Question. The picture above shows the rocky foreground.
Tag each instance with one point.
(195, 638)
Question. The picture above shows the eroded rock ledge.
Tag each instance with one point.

───

▶ [REQUEST] Retype every line of the listing above without changing a word.

▶ [SOLUTION]
Question. The picture above shows the rocky foreground.
Tag each instance with one point.
(195, 638)
Question. The picture above shows the eroded rock ledge.
Tag each instance with one point.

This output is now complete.